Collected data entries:

-- BEGIN --

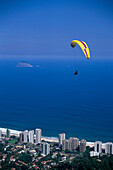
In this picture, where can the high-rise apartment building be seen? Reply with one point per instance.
(38, 136)
(21, 137)
(45, 148)
(83, 145)
(74, 143)
(26, 136)
(98, 146)
(66, 145)
(7, 133)
(31, 136)
(0, 134)
(109, 148)
(61, 138)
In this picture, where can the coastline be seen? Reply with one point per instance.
(45, 138)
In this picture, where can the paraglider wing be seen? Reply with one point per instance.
(83, 46)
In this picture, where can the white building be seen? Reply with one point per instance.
(98, 146)
(61, 138)
(0, 134)
(45, 148)
(66, 145)
(109, 148)
(31, 136)
(93, 153)
(38, 136)
(74, 143)
(26, 136)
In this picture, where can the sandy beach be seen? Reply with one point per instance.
(46, 139)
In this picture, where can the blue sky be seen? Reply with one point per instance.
(46, 28)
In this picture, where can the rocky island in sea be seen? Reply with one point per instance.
(24, 64)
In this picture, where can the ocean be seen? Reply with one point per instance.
(50, 97)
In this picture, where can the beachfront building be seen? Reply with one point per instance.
(21, 137)
(61, 138)
(31, 136)
(45, 148)
(74, 143)
(83, 145)
(7, 133)
(98, 146)
(38, 136)
(93, 153)
(66, 145)
(26, 136)
(109, 148)
(0, 134)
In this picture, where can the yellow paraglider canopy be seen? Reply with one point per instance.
(83, 46)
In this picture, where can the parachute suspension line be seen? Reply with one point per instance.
(75, 61)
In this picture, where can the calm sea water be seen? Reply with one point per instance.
(52, 98)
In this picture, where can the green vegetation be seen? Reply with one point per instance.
(13, 140)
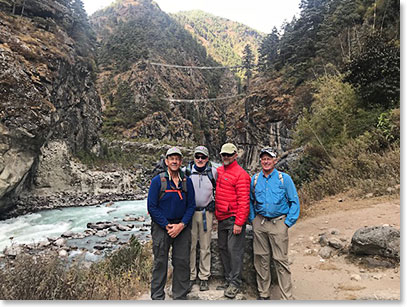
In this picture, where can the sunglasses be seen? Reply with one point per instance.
(200, 157)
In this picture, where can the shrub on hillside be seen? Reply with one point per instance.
(368, 164)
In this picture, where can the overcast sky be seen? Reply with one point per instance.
(261, 15)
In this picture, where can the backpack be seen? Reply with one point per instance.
(163, 180)
(256, 177)
(207, 172)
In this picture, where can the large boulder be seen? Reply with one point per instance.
(378, 240)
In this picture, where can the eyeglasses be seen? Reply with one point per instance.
(200, 157)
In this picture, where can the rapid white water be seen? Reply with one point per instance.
(36, 227)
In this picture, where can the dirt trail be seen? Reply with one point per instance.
(336, 278)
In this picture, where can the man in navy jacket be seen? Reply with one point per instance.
(171, 205)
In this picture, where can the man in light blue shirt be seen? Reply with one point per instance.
(274, 207)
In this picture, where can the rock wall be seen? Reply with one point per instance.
(47, 74)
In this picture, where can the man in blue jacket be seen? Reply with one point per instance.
(171, 205)
(274, 207)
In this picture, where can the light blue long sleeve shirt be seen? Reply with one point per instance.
(272, 198)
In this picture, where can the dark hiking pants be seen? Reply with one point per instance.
(231, 249)
(181, 246)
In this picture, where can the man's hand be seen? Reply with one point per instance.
(174, 230)
(237, 229)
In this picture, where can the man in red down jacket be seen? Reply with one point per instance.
(232, 206)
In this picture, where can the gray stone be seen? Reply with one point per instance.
(60, 242)
(335, 243)
(323, 240)
(377, 240)
(326, 252)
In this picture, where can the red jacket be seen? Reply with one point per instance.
(232, 193)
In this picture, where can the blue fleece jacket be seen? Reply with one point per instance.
(274, 198)
(170, 207)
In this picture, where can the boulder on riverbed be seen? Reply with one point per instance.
(378, 240)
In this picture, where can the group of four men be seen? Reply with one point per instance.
(182, 202)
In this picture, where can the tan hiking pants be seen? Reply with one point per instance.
(204, 238)
(270, 241)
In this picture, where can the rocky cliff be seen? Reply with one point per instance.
(47, 74)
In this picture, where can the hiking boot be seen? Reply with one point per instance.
(191, 284)
(223, 286)
(231, 291)
(204, 285)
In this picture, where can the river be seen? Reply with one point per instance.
(36, 227)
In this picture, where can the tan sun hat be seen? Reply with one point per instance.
(228, 148)
(173, 151)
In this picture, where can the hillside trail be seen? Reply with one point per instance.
(335, 278)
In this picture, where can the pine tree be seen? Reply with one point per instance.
(268, 51)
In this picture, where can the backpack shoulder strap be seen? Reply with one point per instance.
(209, 173)
(188, 168)
(280, 176)
(163, 181)
(256, 177)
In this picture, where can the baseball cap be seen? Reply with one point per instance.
(203, 150)
(228, 148)
(269, 151)
(173, 151)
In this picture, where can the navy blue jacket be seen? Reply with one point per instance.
(170, 209)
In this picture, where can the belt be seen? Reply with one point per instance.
(272, 219)
(174, 221)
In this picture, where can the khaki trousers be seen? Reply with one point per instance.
(270, 241)
(204, 237)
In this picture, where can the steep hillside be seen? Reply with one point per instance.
(131, 35)
(47, 87)
(224, 39)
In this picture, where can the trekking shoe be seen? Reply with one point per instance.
(231, 291)
(223, 286)
(204, 285)
(191, 284)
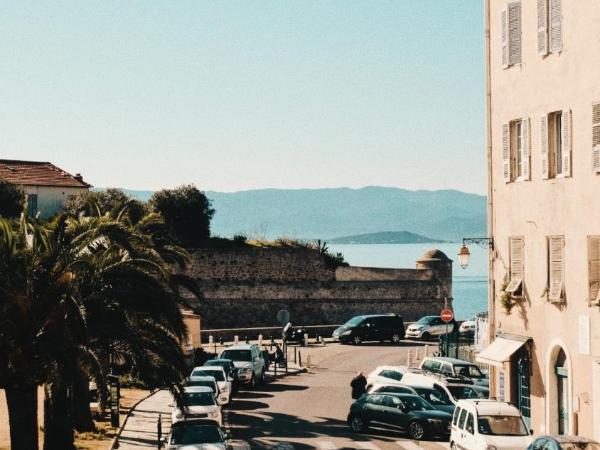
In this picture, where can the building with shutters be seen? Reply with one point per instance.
(45, 185)
(543, 94)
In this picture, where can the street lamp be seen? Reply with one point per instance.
(464, 255)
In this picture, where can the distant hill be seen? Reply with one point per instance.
(447, 215)
(383, 237)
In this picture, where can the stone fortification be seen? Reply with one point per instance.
(245, 287)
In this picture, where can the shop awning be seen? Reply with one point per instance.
(500, 351)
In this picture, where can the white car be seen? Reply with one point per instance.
(199, 403)
(386, 375)
(488, 425)
(428, 327)
(218, 373)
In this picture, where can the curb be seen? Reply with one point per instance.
(115, 441)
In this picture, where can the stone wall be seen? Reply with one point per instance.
(246, 287)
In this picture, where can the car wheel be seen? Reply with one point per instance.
(357, 424)
(416, 431)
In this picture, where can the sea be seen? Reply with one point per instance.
(469, 286)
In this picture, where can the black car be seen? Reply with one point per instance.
(375, 327)
(407, 413)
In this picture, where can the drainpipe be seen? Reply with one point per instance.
(490, 196)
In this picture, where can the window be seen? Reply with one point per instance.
(511, 35)
(32, 205)
(556, 144)
(596, 137)
(594, 269)
(515, 150)
(556, 247)
(549, 26)
(515, 286)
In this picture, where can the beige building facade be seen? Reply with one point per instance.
(543, 86)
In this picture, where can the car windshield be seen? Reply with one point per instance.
(195, 434)
(198, 399)
(414, 403)
(354, 321)
(425, 320)
(216, 374)
(502, 426)
(207, 383)
(237, 355)
(463, 392)
(433, 396)
(468, 371)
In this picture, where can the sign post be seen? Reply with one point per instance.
(446, 315)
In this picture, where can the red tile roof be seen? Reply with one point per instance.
(37, 173)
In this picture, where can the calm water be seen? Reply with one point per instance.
(469, 285)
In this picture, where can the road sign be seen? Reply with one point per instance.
(283, 316)
(447, 315)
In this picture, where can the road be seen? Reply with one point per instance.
(308, 411)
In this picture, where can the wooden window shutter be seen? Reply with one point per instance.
(543, 27)
(556, 249)
(555, 25)
(544, 143)
(506, 151)
(594, 269)
(514, 33)
(566, 143)
(525, 150)
(596, 137)
(516, 265)
(505, 38)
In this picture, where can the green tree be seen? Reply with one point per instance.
(187, 213)
(12, 199)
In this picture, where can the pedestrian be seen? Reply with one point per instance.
(358, 385)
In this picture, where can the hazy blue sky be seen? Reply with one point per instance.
(249, 94)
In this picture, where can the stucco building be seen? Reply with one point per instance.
(46, 186)
(543, 68)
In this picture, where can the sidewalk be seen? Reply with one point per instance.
(140, 430)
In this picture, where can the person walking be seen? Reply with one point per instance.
(358, 385)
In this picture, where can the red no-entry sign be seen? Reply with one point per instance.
(446, 315)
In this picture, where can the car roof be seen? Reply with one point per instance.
(450, 360)
(197, 389)
(489, 407)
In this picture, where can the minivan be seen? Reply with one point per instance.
(373, 327)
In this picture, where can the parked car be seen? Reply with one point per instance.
(563, 443)
(386, 375)
(248, 361)
(196, 434)
(455, 368)
(404, 412)
(198, 403)
(209, 382)
(452, 390)
(467, 328)
(488, 424)
(375, 327)
(429, 327)
(218, 373)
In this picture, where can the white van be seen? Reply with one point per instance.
(488, 424)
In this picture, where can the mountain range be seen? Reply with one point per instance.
(326, 214)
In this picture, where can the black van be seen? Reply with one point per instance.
(373, 327)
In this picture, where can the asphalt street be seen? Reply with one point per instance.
(308, 411)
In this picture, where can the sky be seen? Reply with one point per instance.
(237, 95)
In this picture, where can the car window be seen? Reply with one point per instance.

-- END --

● **WHAT TO PRODUCE**
Repeat only what runs from the line holding "In this picture, where can the sidewalk" to the end of the data, keeping every line exactly as written, first and last included.

● **TASK OUTPUT**
In this picture, where can the sidewalk be seen? Reply with one point per instance.
(140, 430)
In this picture, where can the person walking be seen? Reply with one point per instance.
(358, 385)
In this picture, where can the red no-entry sign be seen? Reply with one point per instance.
(446, 315)
In this picture, where can the car roof be seen? Reply with one point per instance.
(450, 360)
(197, 389)
(489, 407)
In this picture, where can the minivan be seen? Reply with one point per instance.
(373, 327)
In this picture, where can the parked car be seen? Reply with one point per instance.
(563, 443)
(386, 375)
(248, 361)
(196, 434)
(455, 368)
(404, 412)
(198, 403)
(209, 382)
(452, 390)
(467, 328)
(488, 424)
(375, 327)
(429, 327)
(218, 373)
In this picture, where can the white van be seen? Reply with one point per instance.
(488, 424)
In this picture, where can the mountain range be seen? Reply with one point per instance.
(326, 214)
In this picture, where can the black van be seen? Reply with one point per instance.
(373, 327)
In this picture, where can the asphalt street be seen? Reply with one point per instance.
(308, 411)
In this picture, where can the sky be seen? Reply with one point per instance.
(237, 95)
In this picture, where can the car window be seen? Reply with one point per instance.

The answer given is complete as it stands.